Copy the discussion thread on signal safety below word for word, from start to finish.

### TEXT PASSAGE
"""

N-R-K commented Jan 27, 2023

move the list link to a "to free later" list

After looking a bit more into this - and correct me if I'm wrong - but I don't think this is safe to do.

The signal might occur during a list operation (e.g LIST_INSERT_* or LIST_REMOVE) which can leave the list at an inconsistent state making it unsafe to interact with.

@N-R-K
Copy link
Contributor

N-R-K commented Jan 27, 2023

The signal might occur during a list operation (e.g LIST_INSERT_* or LIST_REMOVE) which can leave the list at an inconsistent state making it unsafe to interact with.

One saving grace is that the pid list is modified only during add_pid and remove_pid (and cleanup but I think we can ignore that one). So if we block signal during the LIST_INSERT_HEAD and LIST_REMOVE then we might be able to get away with the "free later list" idea.

Anything that I'm overlooking here? Or any better ideas?

@martinetd
Copy link
Contributor Author

Just a quick look, and there seems to be more issue than just the free call. A couple other non-signal-safe function that I see being called [...]

Right -- I was only looking at the happy path, as that's what's likely to be causing my hang. Fix things that aren't working first, then finish improving it.
I agree ultimately we'll want to try harder™, but it looks like it might take a while; I like your approach with the first PR, thanks for working on it! (and thanks vapier for taking it seriously as well -- I've had similar problems in other projects where the attitude was quite different...)

The signal might occur during a list operation (e.g LIST_INSERT_* or LIST_REMOVE) which can leave the list at an inconsistent state making it unsafe to interact with.

ugh... Good point, we aren't using atomic list operations...

"""

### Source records

"""

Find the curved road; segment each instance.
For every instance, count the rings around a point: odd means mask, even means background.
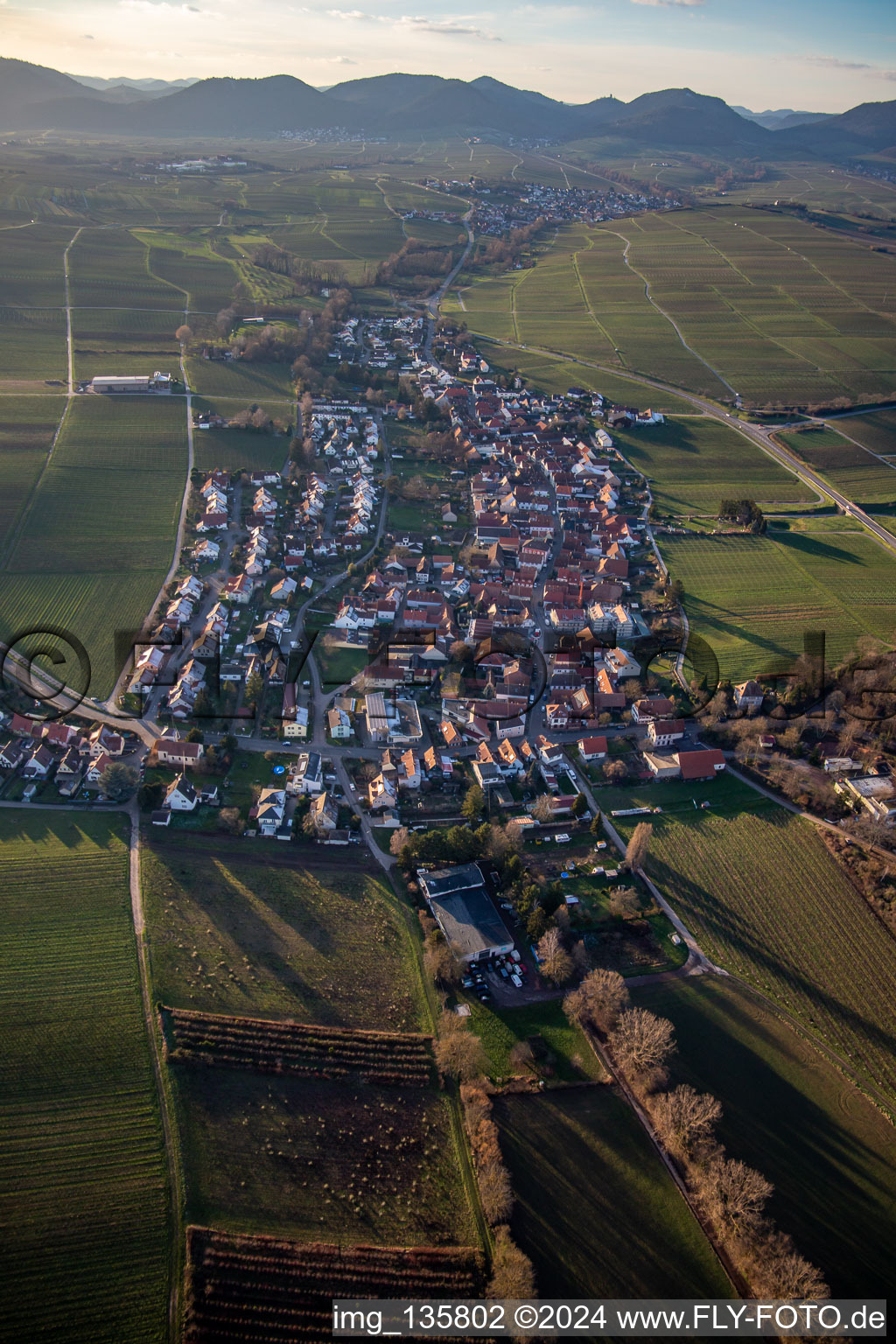
[[[854,517],[858,523],[865,527],[876,542],[879,542],[885,550],[892,555],[896,555],[896,536],[892,536],[887,528],[881,527],[862,508],[860,508],[853,500],[848,499],[840,491],[834,489],[827,481],[818,476],[810,466],[806,466],[794,453],[782,448],[779,444],[774,442],[775,429],[762,429],[758,425],[750,425],[747,421],[742,421],[728,411],[720,411],[715,402],[708,401],[705,396],[697,396],[696,392],[688,392],[681,387],[673,387],[670,383],[662,383],[660,379],[647,378],[642,374],[625,374],[618,368],[613,368],[609,364],[598,364],[588,359],[578,359],[566,351],[548,349],[544,345],[524,345],[519,341],[510,340],[496,340],[493,336],[485,336],[481,332],[470,332],[477,340],[481,340],[489,345],[504,345],[508,349],[523,349],[532,355],[547,355],[551,359],[560,359],[567,364],[580,364],[583,368],[596,368],[600,374],[609,374],[613,378],[623,378],[642,387],[653,387],[658,392],[668,392],[673,396],[680,398],[680,401],[689,402],[690,406],[696,406],[699,411],[712,419],[719,421],[723,425],[728,425],[731,429],[743,434],[744,438],[751,439],[758,448],[763,450],[768,457],[772,457],[776,462],[785,466],[789,472],[797,476],[806,485],[811,485],[819,495],[826,495],[829,500],[838,505],[848,513],[849,517]]]

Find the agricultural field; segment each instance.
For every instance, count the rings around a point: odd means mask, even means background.
[[[0,633],[70,630],[107,695],[117,632],[140,630],[171,562],[185,474],[181,398],[75,399],[5,558]]]
[[[469,1247],[302,1246],[191,1227],[187,1257],[185,1344],[243,1340],[247,1327],[267,1332],[270,1294],[278,1325],[306,1339],[332,1331],[334,1297],[469,1300],[481,1297],[485,1281],[482,1257]]]
[[[609,1086],[494,1099],[514,1241],[540,1297],[727,1297],[728,1278]]]
[[[180,347],[175,332],[183,310],[154,308],[75,308],[71,313],[71,343],[75,378],[87,380],[97,374],[180,375]]]
[[[0,392],[47,392],[64,378],[64,312],[0,306]]]
[[[442,305],[446,310],[446,305]],[[455,310],[454,316],[458,313]],[[548,392],[566,392],[567,387],[587,387],[602,392],[611,402],[634,403],[638,407],[650,406],[665,414],[692,414],[693,406],[674,392],[666,392],[647,383],[638,382],[623,374],[604,372],[602,368],[582,364],[562,355],[524,351],[500,341],[481,344],[481,352],[493,370],[523,374],[533,387]]]
[[[3,812],[0,911],[0,1337],[161,1344],[169,1207],[124,818]]]
[[[476,1243],[450,1102],[175,1063],[189,1222],[301,1241]]]
[[[772,1183],[771,1215],[833,1294],[892,1296],[896,1134],[880,1110],[735,981],[643,986],[633,1000],[674,1024],[673,1085],[720,1099],[719,1138]]]
[[[191,391],[201,396],[251,402],[296,402],[293,374],[289,364],[249,360],[188,359],[187,378]]]
[[[844,429],[852,435],[850,417]],[[888,464],[829,426],[776,434],[775,438],[801,457],[834,489],[856,504],[896,501],[896,464]]]
[[[214,1013],[415,1031],[416,948],[375,876],[148,845],[153,993]]]
[[[763,504],[814,501],[815,491],[735,429],[680,415],[641,430],[614,430],[614,445],[650,481],[664,513],[716,516],[723,499]]]
[[[128,228],[85,228],[69,255],[75,308],[176,309],[177,286],[149,270],[149,250]]]
[[[805,632],[825,632],[832,667],[862,634],[892,638],[896,559],[866,534],[662,536],[661,551],[692,630],[735,683],[785,671]]]
[[[881,453],[891,461],[896,457],[896,410],[872,411],[869,415],[848,415],[842,422],[836,419],[832,427],[840,425],[844,434],[857,439],[872,453]]]
[[[313,1027],[266,1017],[163,1009],[168,1058],[298,1078],[353,1078],[390,1087],[434,1082],[431,1039]]]
[[[64,402],[0,395],[0,554],[47,460]]]
[[[516,1073],[510,1051],[533,1036],[541,1038],[544,1062],[562,1082],[603,1078],[600,1060],[582,1030],[563,1012],[560,1000],[504,1011],[476,999],[469,1003],[470,1027],[482,1042],[492,1078],[506,1078]]]
[[[650,797],[662,804],[665,789]],[[626,837],[635,820],[614,825]],[[647,871],[704,952],[798,1017],[892,1106],[896,945],[811,824],[779,808],[652,820]]]
[[[790,216],[711,207],[562,228],[529,270],[478,280],[472,332],[746,405],[896,390],[889,257]],[[677,329],[676,329],[677,328]]]

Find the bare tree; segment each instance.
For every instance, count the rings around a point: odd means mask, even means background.
[[[510,1048],[510,1063],[517,1070],[532,1068],[535,1063],[535,1051],[528,1040],[517,1040],[517,1043]]]
[[[643,868],[652,835],[653,825],[649,821],[639,821],[631,832],[631,839],[626,845],[626,867],[633,872],[635,868]]]
[[[690,1083],[680,1083],[653,1103],[657,1133],[666,1148],[681,1157],[705,1150],[712,1129],[721,1120],[721,1103]]]
[[[720,1154],[703,1168],[700,1195],[715,1223],[737,1236],[754,1236],[774,1187],[766,1177],[732,1157]]]
[[[438,1039],[433,1048],[439,1071],[462,1082],[478,1078],[486,1067],[480,1038],[467,1031],[457,1013],[442,1013]]]
[[[445,938],[439,934],[430,934],[426,939],[423,966],[427,976],[430,976],[437,985],[442,985],[443,989],[450,989],[453,985],[457,985],[459,980],[458,964],[454,960],[451,949],[446,943]]]
[[[532,1261],[523,1254],[506,1227],[498,1227],[494,1234],[492,1281],[486,1294],[496,1298],[535,1297]]]
[[[674,1051],[674,1030],[665,1017],[646,1008],[626,1008],[610,1032],[610,1047],[623,1073],[647,1074]]]
[[[548,929],[539,941],[537,952],[541,974],[547,980],[552,980],[555,985],[564,985],[572,976],[572,957],[563,946],[560,930],[556,926]]]
[[[629,989],[625,980],[618,970],[607,970],[603,966],[590,972],[579,988],[571,991],[563,1000],[568,1017],[586,1027],[598,1027],[600,1031],[610,1031],[627,1007]]]
[[[819,1270],[795,1249],[786,1232],[772,1232],[760,1243],[751,1282],[763,1297],[780,1301],[818,1301],[830,1296]]]
[[[482,1200],[482,1212],[492,1224],[506,1223],[513,1212],[513,1188],[506,1167],[497,1163],[486,1163],[476,1173]]]

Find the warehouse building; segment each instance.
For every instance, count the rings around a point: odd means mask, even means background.
[[[485,890],[476,863],[418,872],[433,918],[458,961],[482,961],[513,950],[513,935]]]
[[[171,374],[97,374],[90,380],[91,392],[169,392],[173,383]]]

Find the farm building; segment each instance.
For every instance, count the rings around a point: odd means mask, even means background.
[[[169,392],[173,379],[171,374],[97,374],[90,380],[91,392]]]
[[[705,751],[680,751],[678,766],[682,780],[712,780],[725,767],[725,758],[717,747]]]
[[[476,863],[419,872],[427,905],[459,961],[481,961],[513,950],[513,935],[485,890]]]

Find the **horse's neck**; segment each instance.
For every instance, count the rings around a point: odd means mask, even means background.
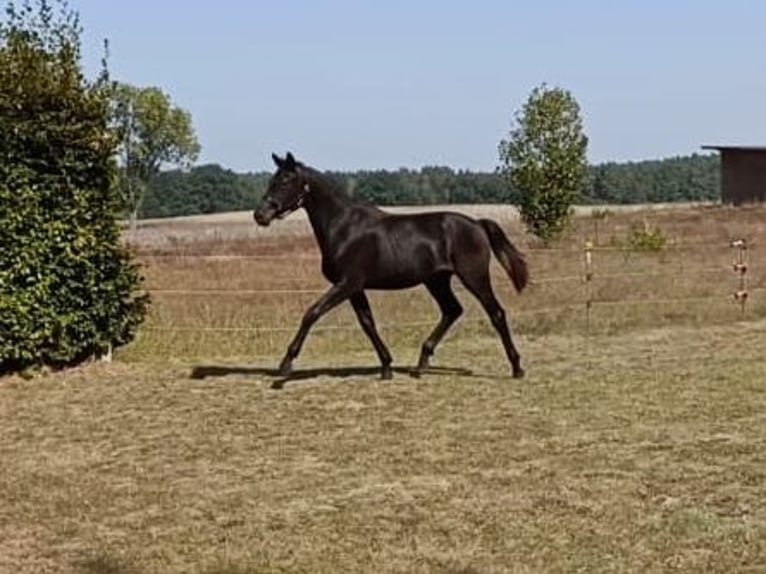
[[[348,213],[351,204],[349,199],[333,189],[329,182],[319,180],[317,175],[314,175],[312,180],[309,181],[309,196],[304,205],[324,255],[329,251],[332,242],[333,226]]]

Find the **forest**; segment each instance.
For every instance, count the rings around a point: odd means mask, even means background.
[[[607,162],[589,167],[580,204],[631,204],[717,200],[717,155],[693,154],[659,160]],[[331,172],[349,194],[377,205],[450,203],[515,204],[518,191],[499,173],[444,166]],[[237,173],[218,164],[161,171],[149,183],[140,216],[170,217],[252,209],[263,195],[268,172]]]

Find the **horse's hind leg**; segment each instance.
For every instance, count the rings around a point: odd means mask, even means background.
[[[381,364],[380,378],[390,379],[391,353],[388,352],[386,344],[378,335],[378,330],[375,328],[375,319],[372,317],[372,309],[370,309],[370,302],[367,300],[367,295],[364,294],[364,291],[359,291],[351,296],[351,306],[354,308],[359,324],[378,354]]]
[[[442,340],[452,324],[457,321],[458,317],[463,313],[463,307],[452,292],[452,286],[450,285],[451,278],[452,275],[450,273],[439,273],[425,282],[428,292],[431,293],[433,298],[436,299],[436,302],[439,304],[442,316],[441,319],[439,319],[439,323],[421,347],[418,366],[412,373],[414,376],[419,376],[423,370],[428,368],[429,359],[431,358],[431,355],[434,354],[436,346]]]
[[[511,332],[505,319],[505,310],[492,292],[489,269],[483,265],[474,264],[468,269],[458,270],[458,276],[466,288],[479,300],[487,315],[489,315],[492,326],[503,341],[505,354],[511,363],[513,378],[520,379],[524,376],[524,369],[521,368],[521,357],[516,350],[516,346],[513,344]]]

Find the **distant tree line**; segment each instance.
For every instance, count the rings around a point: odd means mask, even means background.
[[[376,205],[518,204],[499,173],[423,167],[396,171],[333,172],[353,197]],[[142,217],[169,217],[252,209],[271,176],[237,173],[217,164],[167,170],[149,184]],[[718,199],[719,160],[694,154],[662,160],[602,163],[588,168],[581,204],[658,203]]]

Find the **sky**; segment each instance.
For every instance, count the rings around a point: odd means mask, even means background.
[[[491,171],[515,111],[569,90],[591,162],[766,144],[761,0],[70,0],[95,76],[188,110],[199,163]]]

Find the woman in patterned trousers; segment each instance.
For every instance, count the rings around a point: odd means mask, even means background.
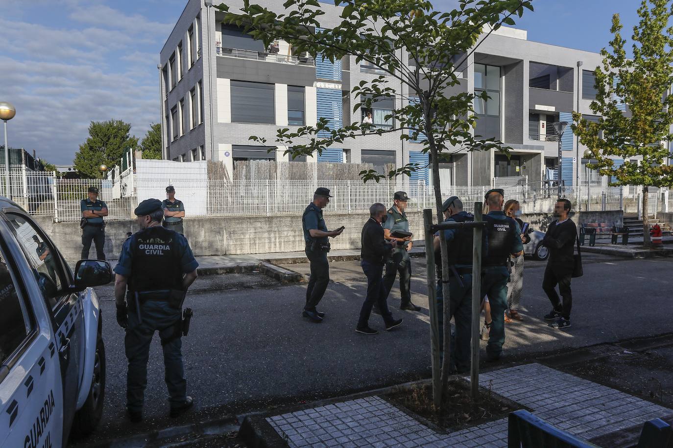
[[[519,201],[513,199],[505,203],[505,214],[516,220],[519,228],[523,228],[524,222],[519,216],[521,216],[521,206]],[[524,244],[530,241],[530,237],[527,234],[521,234],[521,241]],[[505,322],[511,322],[513,320],[522,320],[523,316],[519,314],[519,302],[521,300],[522,292],[524,289],[524,255],[509,256],[509,263],[511,273],[509,274],[509,283],[507,285],[507,307],[505,312]]]

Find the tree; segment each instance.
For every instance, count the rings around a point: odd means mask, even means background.
[[[140,142],[143,159],[162,159],[162,125],[154,123]]]
[[[345,56],[354,56],[355,64],[365,61],[386,73],[371,81],[363,81],[353,87],[353,112],[361,107],[371,107],[377,100],[395,98],[392,114],[394,124],[390,129],[377,129],[359,120],[337,127],[325,118],[315,126],[301,126],[296,132],[279,129],[275,141],[290,149],[294,158],[312,155],[334,144],[363,136],[400,133],[402,140],[419,140],[423,151],[431,160],[433,185],[437,218],[444,220],[439,185],[439,154],[449,154],[493,148],[506,150],[502,142],[474,136],[473,101],[487,99],[486,93],[450,95],[452,86],[460,83],[455,73],[466,64],[469,57],[493,30],[503,24],[514,24],[524,8],[532,10],[530,0],[460,0],[458,8],[450,12],[435,11],[429,1],[421,0],[335,0],[343,6],[339,23],[330,29],[321,29],[320,17],[324,14],[316,0],[288,0],[285,13],[277,13],[259,5],[244,3],[240,10],[219,9],[225,13],[224,21],[244,27],[246,32],[268,46],[283,40],[295,54],[308,54],[332,62]],[[483,31],[487,30],[486,36]],[[407,64],[408,60],[413,61]],[[391,86],[397,84],[400,89]],[[266,144],[267,139],[252,136],[250,139]],[[271,146],[277,146],[275,144]],[[408,164],[379,174],[374,170],[360,174],[366,182],[409,175],[421,168]],[[444,232],[439,232],[441,265],[444,278],[449,277],[448,261]],[[435,407],[442,406],[443,391],[448,380],[450,319],[448,291],[444,291],[444,363],[439,359],[437,322],[431,322],[433,353],[433,398]],[[441,379],[440,379],[441,376]]]
[[[626,57],[619,15],[612,16],[614,37],[611,51],[603,48],[602,67],[596,70],[596,99],[592,111],[602,116],[592,123],[573,113],[573,130],[596,163],[592,169],[610,176],[610,185],[643,187],[643,236],[651,247],[647,216],[649,187],[673,186],[673,166],[664,165],[671,156],[668,142],[673,135],[673,28],[668,24],[673,9],[669,0],[643,0],[640,21],[633,27],[633,58]],[[651,3],[651,5],[648,5]],[[628,107],[630,115],[623,110]],[[624,160],[614,165],[610,156]]]
[[[131,124],[120,120],[92,122],[89,137],[75,154],[75,169],[89,179],[101,179],[100,165],[114,167],[125,150],[138,146],[138,139],[129,136]]]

"""

### RESPONSE FOR THIS EXERCISE
N-R-K commented Jan 27, 2023

move the list link to a "to free later" list

After looking a bit more into this - and correct me if I'm wrong - but I don't think this is safe to do.

The signal might occur during a list operation (e.g LIST_INSERT_* or LIST_REMOVE) which can leave the list at an inconsistent state making it unsafe to interact with.

@N-R-K
Copy link
Contributor

N-R-K commented Jan 27, 2023

The signal might occur during a list operation (e.g LIST_INSERT_* or LIST_REMOVE) which can leave the list at an inconsistent state making it unsafe to interact with.

One saving grace is that the pid list is modified only during add_pid and remove_pid (and cleanup but I think we can ignore that one). So if we block signal during the LIST_INSERT_HEAD and LIST_REMOVE then we might be able to get away with the "free later list" idea.

Anything that I'm overlooking here? Or any better ideas?

@martinetd
Copy link
Contributor Author

Just a quick look, and there seems to be more issue than just the free call. A couple other non-signal-safe function that I see being called [...]

Right -- I was only looking at the happy path, as that's what's likely to be causing my hang. Fix things that aren't working first, then finish improving it.
I agree ultimately we'll want to try harder™, but it looks like it might take a while; I like your approach with the first PR, thanks for working on it! (and thanks vapier for taking it seriously as well -- I've had similar problems in other projects where the attitude was quite different...)

The signal might occur during a list operation (e.g LIST_INSERT_* or LIST_REMOVE) which can leave the list at an inconsistent state making it unsafe to interact with.

ugh... Good point, we aren't using atomic list operations...